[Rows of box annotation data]
☆ ☆ ☆ ☆

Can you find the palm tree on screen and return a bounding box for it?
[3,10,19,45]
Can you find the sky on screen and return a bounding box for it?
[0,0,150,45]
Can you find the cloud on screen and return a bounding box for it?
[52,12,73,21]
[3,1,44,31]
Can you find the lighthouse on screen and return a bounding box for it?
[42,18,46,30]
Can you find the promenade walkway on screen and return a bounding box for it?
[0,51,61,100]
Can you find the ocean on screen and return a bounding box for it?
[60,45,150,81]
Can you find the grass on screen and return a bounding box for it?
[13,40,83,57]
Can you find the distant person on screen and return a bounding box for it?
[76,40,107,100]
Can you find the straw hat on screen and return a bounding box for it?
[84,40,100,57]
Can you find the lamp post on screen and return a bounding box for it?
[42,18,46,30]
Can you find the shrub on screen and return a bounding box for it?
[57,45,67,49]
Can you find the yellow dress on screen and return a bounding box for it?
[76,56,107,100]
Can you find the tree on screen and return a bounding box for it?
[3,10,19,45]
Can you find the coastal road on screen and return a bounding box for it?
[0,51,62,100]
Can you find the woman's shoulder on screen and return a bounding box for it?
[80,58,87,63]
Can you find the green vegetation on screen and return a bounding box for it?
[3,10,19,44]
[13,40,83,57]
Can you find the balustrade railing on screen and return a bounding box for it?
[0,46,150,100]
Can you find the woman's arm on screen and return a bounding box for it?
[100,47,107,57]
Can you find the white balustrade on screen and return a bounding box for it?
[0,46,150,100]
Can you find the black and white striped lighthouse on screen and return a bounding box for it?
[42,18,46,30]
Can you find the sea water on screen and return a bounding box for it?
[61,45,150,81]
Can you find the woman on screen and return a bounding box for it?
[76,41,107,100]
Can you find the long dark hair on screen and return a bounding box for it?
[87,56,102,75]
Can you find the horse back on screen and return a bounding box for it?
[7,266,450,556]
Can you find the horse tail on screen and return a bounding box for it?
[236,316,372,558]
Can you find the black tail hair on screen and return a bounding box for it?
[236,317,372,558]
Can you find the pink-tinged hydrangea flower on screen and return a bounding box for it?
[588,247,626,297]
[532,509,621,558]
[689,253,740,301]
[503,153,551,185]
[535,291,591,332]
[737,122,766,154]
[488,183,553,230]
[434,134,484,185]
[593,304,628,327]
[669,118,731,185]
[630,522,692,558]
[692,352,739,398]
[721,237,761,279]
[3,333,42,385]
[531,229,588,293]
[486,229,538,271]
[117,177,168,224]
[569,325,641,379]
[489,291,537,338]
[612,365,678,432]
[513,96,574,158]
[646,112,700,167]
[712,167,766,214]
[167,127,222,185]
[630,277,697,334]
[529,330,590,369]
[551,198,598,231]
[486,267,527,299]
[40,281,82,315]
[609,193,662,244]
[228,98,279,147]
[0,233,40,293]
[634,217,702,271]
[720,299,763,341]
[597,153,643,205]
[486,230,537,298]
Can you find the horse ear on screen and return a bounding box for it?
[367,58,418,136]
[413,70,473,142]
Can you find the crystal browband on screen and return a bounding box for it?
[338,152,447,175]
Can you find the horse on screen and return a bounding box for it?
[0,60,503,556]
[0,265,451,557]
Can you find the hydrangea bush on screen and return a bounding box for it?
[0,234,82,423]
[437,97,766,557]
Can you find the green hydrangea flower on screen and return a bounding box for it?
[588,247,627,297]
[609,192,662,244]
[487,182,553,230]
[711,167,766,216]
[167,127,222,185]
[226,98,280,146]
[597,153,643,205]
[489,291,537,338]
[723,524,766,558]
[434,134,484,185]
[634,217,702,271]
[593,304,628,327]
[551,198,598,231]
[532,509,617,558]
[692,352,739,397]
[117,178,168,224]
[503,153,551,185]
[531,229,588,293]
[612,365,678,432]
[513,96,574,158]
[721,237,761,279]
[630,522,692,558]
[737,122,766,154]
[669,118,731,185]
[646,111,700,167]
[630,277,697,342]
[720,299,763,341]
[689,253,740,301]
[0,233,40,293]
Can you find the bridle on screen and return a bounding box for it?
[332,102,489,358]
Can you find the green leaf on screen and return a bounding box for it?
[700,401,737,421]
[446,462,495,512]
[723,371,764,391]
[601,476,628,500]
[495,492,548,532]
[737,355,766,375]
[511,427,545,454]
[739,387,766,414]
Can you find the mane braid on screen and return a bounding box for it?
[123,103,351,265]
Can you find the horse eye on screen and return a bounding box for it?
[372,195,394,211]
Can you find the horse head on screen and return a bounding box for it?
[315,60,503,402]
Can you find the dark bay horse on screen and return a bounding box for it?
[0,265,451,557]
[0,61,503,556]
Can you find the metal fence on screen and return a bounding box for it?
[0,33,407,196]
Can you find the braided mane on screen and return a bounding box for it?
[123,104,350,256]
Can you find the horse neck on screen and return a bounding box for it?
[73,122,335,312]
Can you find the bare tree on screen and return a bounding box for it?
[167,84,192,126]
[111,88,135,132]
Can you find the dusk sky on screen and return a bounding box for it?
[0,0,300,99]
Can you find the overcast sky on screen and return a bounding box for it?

☆ ☆ ☆ ☆

[TASK GOAL]
Would you write down every record again, exactly?

[EXERCISE RESULT]
Can you find the palm tree on screen and return a bounding box for it?
[3,10,19,45]
Can you find the sky on screen and return a bounding box for it?
[0,0,150,45]
Can you find the cloud on screen and return a bounding box for it?
[52,12,73,21]
[3,1,44,31]
Can you find the lighthouse on screen and return a bounding box for it?
[42,18,46,30]
Can you find the promenade walkway on screen and return a bounding box for it?
[0,51,61,100]
Can you find the ocean on screen and return a bounding box for it?
[60,45,150,81]
Can you find the grass on screen and return a bounding box for it?
[13,40,83,57]
Can you find the distant person on screen and return a bounding box for it?
[76,40,107,100]
Can you find the straw hat on screen and return a bounding box for it?
[84,40,100,57]
Can you find the lamp post on screen and return a bounding box for it?
[42,18,46,30]
Can you find the shrub on screen and return a bounding box for it?
[57,45,67,49]
Can you find the yellow dress on screen and return a bounding box for it?
[76,56,107,100]
Can you find the tree on screen and return a bounding box for it?
[3,10,19,45]
Can you find the coastal road on screen and return a bounding box for it?
[0,51,62,100]
Can you find the woman's shoulder on screen and return a bounding box for it?
[80,58,87,63]
Can you find the green vegetation on screen and return a bounding box for it?
[3,10,19,44]
[13,40,83,57]
Can you find the balustrade railing on screen and return a bounding box for it?
[0,46,150,100]
Can you find the woman's arm on screen and return a bounding box for it?
[100,47,107,57]
Can you find the white balustrade on screen and return a bounding box for it?
[0,46,150,100]
Can you find the black and white striped lighthouse on screen and return a bounding box for it?
[42,18,46,30]
Can you find the sea water on screen and return a bounding box for it?
[61,45,150,81]
Can you find the woman on screen and return a bounding box for it?
[76,41,107,100]
Can you find the long dark hair on screen and return a bounding box for it?
[87,56,102,75]
Can you find the horse back on screen and return a bounding box for it?
[7,266,450,556]
Can you find the horse tail on screen and return a bounding box for it?
[236,316,372,558]
Can you find the black tail hair on screen and return a bounding box for it?
[236,317,372,558]
Can you find the pink-tinged hydrangea flower on screen and return a bounding box for it?
[588,247,626,297]
[532,509,621,558]
[689,253,740,301]
[503,153,551,185]
[535,291,591,332]
[737,122,766,154]
[488,183,553,230]
[434,134,484,185]
[593,304,628,327]
[669,118,731,185]
[630,522,692,558]
[692,352,739,398]
[721,237,761,279]
[3,333,42,385]
[531,229,588,293]
[486,229,538,271]
[117,177,168,224]
[569,325,641,379]
[489,291,537,338]
[612,365,678,432]
[513,96,574,158]
[646,112,700,167]
[712,167,766,214]
[167,127,222,185]
[630,277,697,334]
[529,330,590,369]
[551,198,598,231]
[486,267,527,299]
[40,281,82,315]
[609,193,662,244]
[228,98,279,147]
[0,233,40,293]
[634,217,702,271]
[720,299,763,341]
[597,153,643,205]
[486,230,537,298]
Can you find the horse ear on screen and return a bounding box for it?
[367,58,418,136]
[413,70,473,142]
Can you find the crystal browband on screen and return a bounding box for it?
[338,152,447,175]
Can you find the horse on screen and return a bounding box for it?
[0,60,503,556]
[0,265,451,557]
Can you find the hydrangea bush on screen and return a bounding box for it?
[0,234,82,423]
[437,97,766,557]
Can you find the green hydrangea flower on screen and return a bounding box for it?
[588,247,627,297]
[609,192,662,244]
[487,182,553,230]
[711,167,766,216]
[167,127,222,185]
[226,98,280,146]
[597,153,643,205]
[489,291,537,338]
[723,524,766,558]
[434,134,484,185]
[634,217,702,271]
[593,304,628,327]
[551,198,598,231]
[532,509,617,558]
[692,352,739,397]
[117,178,168,224]
[503,153,551,185]
[531,229,588,293]
[612,365,678,432]
[513,96,574,158]
[721,237,761,279]
[630,522,692,558]
[737,122,766,154]
[669,118,731,185]
[646,111,700,167]
[630,277,697,342]
[720,299,763,341]
[689,253,740,301]
[0,233,40,293]
Can you find the bridle on screen and return a bounding box for it?
[332,102,489,358]
Can you find the green leaf on screen and return a bounding box for it?
[700,401,737,421]
[446,462,495,512]
[723,371,764,391]
[601,476,628,500]
[495,492,548,532]
[737,355,766,375]
[511,427,545,454]
[739,387,766,414]
Can you find the mane braid on screen and return a bounding box for it?
[123,103,351,265]
Can you find the horse eye on screen and return a bounding box for it?
[372,195,394,211]
Can you find the horse head on screen and return a bounding box for it?
[315,60,503,402]
Can you find the dark bay horse on screen and return a bounding box for it?
[0,265,451,557]
[0,61,503,556]
Can you find the metal fence on screen and return a bounding box for it?
[0,33,407,196]
Can you find the braided mane on screen and return a bounding box for it?
[123,104,350,256]
Can you find the horse neck on screen and return a bounding box for it?
[73,122,335,312]
Can you find the bare tree on screen and return a bounding box for it?
[167,84,192,126]
[111,88,135,132]
Can you find the dusk sky on screen and return a bounding box for it?
[0,0,300,99]
Can you find the overcast sky on screen and return a bounding box for it?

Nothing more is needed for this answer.